# START OF Data entries

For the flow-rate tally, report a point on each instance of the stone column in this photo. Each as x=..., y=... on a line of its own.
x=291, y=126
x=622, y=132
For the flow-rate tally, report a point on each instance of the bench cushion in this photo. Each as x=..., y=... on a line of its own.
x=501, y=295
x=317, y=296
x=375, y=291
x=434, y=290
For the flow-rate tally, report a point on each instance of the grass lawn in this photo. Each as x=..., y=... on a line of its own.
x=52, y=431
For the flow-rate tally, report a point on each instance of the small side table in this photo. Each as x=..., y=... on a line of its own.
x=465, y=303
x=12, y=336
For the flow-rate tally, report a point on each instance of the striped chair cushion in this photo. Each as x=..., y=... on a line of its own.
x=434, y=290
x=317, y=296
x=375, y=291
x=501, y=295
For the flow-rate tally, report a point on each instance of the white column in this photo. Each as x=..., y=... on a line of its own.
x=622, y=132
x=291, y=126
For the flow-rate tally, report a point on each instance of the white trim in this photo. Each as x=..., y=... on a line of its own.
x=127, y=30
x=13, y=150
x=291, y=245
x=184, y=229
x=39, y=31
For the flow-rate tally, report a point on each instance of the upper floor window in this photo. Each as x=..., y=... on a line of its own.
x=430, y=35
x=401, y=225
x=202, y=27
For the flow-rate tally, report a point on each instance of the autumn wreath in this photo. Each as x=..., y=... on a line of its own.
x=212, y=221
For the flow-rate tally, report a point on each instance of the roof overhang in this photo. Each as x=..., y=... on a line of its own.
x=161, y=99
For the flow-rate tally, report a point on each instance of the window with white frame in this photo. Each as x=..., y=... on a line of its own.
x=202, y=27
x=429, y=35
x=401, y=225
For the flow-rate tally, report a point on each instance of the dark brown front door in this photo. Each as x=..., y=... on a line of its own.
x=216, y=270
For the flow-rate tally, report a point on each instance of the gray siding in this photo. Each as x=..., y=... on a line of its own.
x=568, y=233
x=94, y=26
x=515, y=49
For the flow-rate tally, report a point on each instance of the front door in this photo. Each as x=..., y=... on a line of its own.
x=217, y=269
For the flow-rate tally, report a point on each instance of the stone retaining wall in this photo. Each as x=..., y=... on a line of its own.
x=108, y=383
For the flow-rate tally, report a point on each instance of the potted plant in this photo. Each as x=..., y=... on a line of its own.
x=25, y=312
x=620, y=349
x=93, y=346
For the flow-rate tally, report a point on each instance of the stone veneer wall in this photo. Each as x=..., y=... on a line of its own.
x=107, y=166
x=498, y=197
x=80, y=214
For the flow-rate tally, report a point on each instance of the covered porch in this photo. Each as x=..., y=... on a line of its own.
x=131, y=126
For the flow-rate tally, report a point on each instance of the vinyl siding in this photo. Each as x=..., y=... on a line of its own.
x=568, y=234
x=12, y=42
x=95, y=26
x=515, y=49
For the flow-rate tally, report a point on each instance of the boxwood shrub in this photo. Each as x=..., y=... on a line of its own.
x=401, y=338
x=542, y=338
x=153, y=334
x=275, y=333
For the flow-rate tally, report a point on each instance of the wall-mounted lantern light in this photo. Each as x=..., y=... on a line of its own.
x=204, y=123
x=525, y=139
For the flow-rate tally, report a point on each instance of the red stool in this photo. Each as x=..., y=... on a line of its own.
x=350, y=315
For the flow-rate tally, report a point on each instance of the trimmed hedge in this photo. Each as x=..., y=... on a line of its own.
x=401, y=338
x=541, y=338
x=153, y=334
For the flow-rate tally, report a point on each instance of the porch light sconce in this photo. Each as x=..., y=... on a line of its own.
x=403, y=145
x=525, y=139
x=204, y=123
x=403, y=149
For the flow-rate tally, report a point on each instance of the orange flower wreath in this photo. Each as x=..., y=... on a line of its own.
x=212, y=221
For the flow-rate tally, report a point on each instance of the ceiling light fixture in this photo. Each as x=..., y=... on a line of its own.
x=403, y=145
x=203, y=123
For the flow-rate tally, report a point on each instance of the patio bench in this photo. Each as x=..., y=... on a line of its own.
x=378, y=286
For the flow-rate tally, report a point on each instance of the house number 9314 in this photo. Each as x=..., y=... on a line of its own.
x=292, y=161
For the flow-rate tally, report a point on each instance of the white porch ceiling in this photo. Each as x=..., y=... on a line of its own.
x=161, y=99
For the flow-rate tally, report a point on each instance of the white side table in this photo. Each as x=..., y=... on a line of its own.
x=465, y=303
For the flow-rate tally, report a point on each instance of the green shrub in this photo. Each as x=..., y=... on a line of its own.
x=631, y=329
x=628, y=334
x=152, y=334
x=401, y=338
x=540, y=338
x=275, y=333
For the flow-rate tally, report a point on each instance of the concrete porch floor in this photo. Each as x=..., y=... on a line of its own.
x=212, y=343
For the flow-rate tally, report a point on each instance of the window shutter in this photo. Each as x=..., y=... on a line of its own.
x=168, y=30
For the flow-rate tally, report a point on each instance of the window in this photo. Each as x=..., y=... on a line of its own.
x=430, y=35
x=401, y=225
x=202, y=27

# END OF Data entries

**What the task asks**
Reproduce word for word the lines in the records above, beginning with the line containing "of the orange" and continuing through the line containing "x=203, y=123", both included.

**Worked solution**
For the flow-rate tally, report a point on each instance of the orange flower wreath in this photo. Each as x=..., y=... on a line of its own.
x=212, y=221
For the flow-rate tally, report a point on each instance of the ceiling light fixture in this photo. Each as x=..., y=... on a line of its own.
x=403, y=145
x=203, y=123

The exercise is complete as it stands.